- **EXTRACT**:

--*--

4.   In 1974, Jayatirtha was the GBC member in charge of the Western Region of the United States.  (20 RT 3733.)   He maintained an office in the Los Angeles temple.

5.   Robin testified that before going out on sankirtan, the devotees would dress in non–Krishna “karmi” clothes.   They were instructed to misrepresent their affiliation and purpose in order to obtain donations (e.g., working for UNICEF, an orphanage, a drug rehabilitation center, etc.).  (8 RT 1367.)

6.   At trial, Robin explained that Lord Nsringadev was a half-lion/half-man form of Krishna who came down to earth and destroyed the father of a devotee who objected to his being in the Krishna movement.  (9 RT 1535–1536.)

7.   Grass had told Robin she was supposed to purchase a ticket to Dallas.  (9 RT 1559.)

8.   Robin described the residents of the house as “fringe members of Hare Krishna.”  (9 RT 1555.)

--*--

- **REQUIREMENTS**:
**A)** Answer these questions from the footnotes:
(i) In 1974, which region was Jayatirtha the GBC member in charge of?
(ii) What kind of clothes did the devotees put on before going out on sankirtan?
(iii) How did Robin describe the residents of the house?
**B)** Quote the footnotes word for word from "6.   At trial, Robin" to "movement.  (9 RT 1535–1536.)".
The entries after this point have no connection to the footnotes.

--*--

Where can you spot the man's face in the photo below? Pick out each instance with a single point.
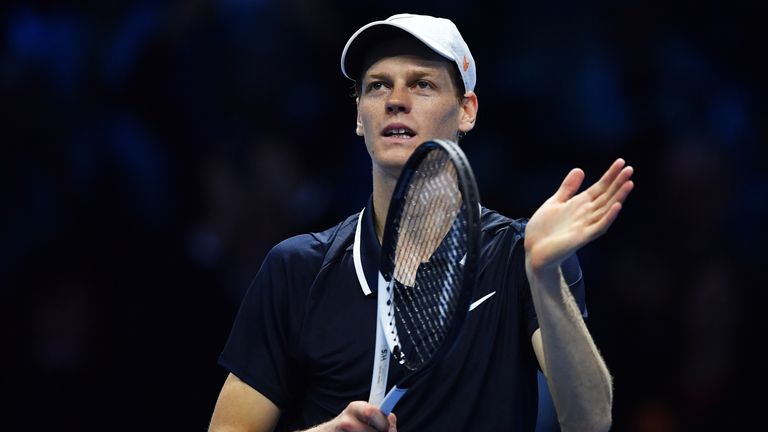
(406, 100)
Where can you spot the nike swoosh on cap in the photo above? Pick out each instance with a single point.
(477, 302)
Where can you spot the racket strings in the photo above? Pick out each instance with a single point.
(431, 242)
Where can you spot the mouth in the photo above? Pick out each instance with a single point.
(398, 132)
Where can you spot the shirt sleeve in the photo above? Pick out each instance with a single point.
(261, 346)
(571, 274)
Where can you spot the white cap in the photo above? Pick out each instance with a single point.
(439, 34)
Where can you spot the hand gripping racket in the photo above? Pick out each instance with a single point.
(428, 260)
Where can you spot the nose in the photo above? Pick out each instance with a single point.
(399, 100)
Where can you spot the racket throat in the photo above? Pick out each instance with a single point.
(391, 399)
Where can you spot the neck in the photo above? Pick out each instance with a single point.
(383, 186)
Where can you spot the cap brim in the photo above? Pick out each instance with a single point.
(366, 39)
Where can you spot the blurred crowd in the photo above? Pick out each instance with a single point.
(152, 152)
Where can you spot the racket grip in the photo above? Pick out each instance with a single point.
(391, 399)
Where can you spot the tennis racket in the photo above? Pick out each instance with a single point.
(428, 260)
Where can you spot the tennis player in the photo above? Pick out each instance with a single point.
(301, 349)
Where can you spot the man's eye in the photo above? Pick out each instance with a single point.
(378, 85)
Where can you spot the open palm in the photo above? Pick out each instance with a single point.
(567, 221)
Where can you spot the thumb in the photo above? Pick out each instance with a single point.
(570, 185)
(392, 422)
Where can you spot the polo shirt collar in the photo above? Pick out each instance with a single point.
(366, 250)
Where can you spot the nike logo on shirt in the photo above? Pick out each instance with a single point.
(480, 300)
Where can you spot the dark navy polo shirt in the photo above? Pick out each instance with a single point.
(305, 332)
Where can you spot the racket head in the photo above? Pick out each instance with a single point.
(429, 254)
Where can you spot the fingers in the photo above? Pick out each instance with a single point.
(611, 187)
(603, 221)
(363, 416)
(570, 185)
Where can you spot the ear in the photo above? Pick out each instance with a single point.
(359, 128)
(468, 112)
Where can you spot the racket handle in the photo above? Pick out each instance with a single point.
(391, 399)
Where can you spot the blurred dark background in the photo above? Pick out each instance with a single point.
(152, 152)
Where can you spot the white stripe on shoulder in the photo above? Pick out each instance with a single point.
(480, 300)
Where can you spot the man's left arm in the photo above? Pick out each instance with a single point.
(576, 374)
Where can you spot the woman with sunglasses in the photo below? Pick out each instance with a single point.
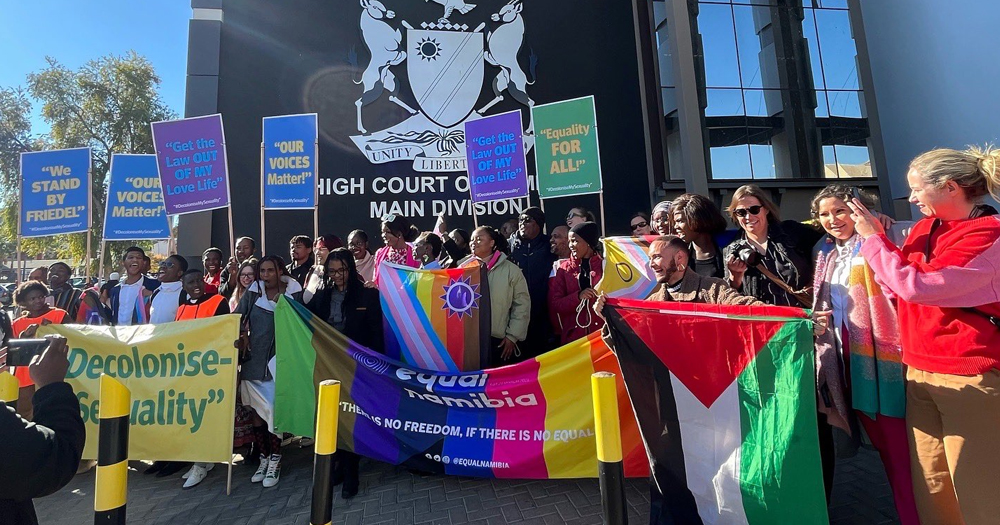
(245, 276)
(783, 250)
(256, 309)
(396, 233)
(698, 222)
(355, 311)
(662, 220)
(639, 224)
(579, 215)
(510, 303)
(859, 372)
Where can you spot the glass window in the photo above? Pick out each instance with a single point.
(837, 50)
(718, 37)
(812, 41)
(830, 163)
(664, 56)
(731, 162)
(762, 159)
(724, 102)
(669, 101)
(758, 62)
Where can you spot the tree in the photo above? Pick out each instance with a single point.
(107, 105)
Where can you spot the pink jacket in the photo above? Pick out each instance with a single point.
(564, 298)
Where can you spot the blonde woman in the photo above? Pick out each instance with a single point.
(246, 275)
(947, 284)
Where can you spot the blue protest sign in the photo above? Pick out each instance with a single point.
(289, 169)
(495, 157)
(55, 192)
(135, 208)
(191, 157)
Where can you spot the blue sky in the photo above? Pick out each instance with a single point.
(74, 31)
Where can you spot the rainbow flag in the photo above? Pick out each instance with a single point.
(626, 268)
(726, 400)
(534, 419)
(436, 319)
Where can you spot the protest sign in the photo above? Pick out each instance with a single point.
(55, 192)
(531, 420)
(182, 376)
(191, 159)
(567, 160)
(135, 208)
(289, 168)
(495, 157)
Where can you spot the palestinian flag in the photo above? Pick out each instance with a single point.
(726, 404)
(529, 420)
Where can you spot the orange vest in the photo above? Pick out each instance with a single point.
(199, 311)
(54, 316)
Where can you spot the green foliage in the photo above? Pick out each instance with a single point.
(107, 105)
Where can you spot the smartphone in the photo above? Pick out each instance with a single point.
(20, 351)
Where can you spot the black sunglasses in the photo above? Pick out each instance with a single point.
(752, 210)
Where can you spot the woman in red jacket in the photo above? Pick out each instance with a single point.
(571, 285)
(948, 288)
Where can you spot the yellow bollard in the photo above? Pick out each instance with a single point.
(9, 389)
(609, 448)
(112, 452)
(327, 412)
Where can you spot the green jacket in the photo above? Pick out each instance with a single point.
(510, 303)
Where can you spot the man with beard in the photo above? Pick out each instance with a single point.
(215, 278)
(559, 244)
(83, 306)
(300, 249)
(669, 258)
(530, 250)
(130, 297)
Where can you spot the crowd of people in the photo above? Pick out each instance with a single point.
(906, 315)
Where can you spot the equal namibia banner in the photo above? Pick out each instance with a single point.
(436, 319)
(725, 398)
(182, 377)
(626, 268)
(531, 420)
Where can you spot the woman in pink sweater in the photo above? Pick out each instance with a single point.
(947, 284)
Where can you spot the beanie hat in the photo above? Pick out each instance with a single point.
(589, 232)
(536, 215)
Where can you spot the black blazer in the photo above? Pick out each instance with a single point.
(362, 315)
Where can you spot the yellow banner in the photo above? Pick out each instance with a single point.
(182, 377)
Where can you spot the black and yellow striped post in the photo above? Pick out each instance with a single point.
(8, 389)
(327, 410)
(609, 448)
(112, 452)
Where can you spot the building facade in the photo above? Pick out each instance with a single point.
(692, 96)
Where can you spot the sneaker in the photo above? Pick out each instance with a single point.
(273, 471)
(197, 473)
(261, 470)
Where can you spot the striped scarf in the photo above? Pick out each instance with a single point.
(877, 374)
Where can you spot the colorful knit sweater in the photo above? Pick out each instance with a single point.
(877, 375)
(944, 300)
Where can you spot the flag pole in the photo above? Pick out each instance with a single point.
(263, 236)
(315, 187)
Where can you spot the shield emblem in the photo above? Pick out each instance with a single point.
(446, 71)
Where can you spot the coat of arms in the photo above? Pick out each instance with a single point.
(446, 64)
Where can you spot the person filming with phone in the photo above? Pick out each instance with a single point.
(41, 455)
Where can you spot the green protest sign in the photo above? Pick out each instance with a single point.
(567, 160)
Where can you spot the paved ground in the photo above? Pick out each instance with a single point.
(393, 495)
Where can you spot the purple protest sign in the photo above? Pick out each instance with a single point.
(494, 150)
(191, 160)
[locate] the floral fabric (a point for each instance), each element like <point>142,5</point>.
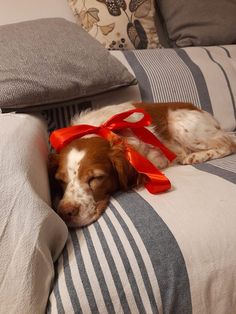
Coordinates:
<point>118,24</point>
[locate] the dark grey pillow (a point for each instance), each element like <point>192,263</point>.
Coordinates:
<point>199,22</point>
<point>52,61</point>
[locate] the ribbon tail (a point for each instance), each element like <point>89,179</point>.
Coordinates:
<point>148,137</point>
<point>157,181</point>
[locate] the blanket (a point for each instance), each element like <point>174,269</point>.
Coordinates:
<point>31,234</point>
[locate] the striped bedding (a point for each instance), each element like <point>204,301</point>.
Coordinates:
<point>169,253</point>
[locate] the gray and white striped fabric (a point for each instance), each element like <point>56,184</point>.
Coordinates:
<point>169,253</point>
<point>205,76</point>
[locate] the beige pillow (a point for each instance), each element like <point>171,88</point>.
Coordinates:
<point>118,24</point>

--*--

- **FINAL ANSWERS**:
**A)**
(i) The Western Region of the United States.
(ii) Non–Krishna “karmi” clothes.
(iii) As “fringe members of Hare Krishna.”

**B)**
6.   At trial, Robin explained that Lord Nsringadev was a half-lion/half-man form of Krishna who came down to earth and destroyed the father of a devotee who objected to his being in the Krishna movement.  (9 RT 1535–1536.)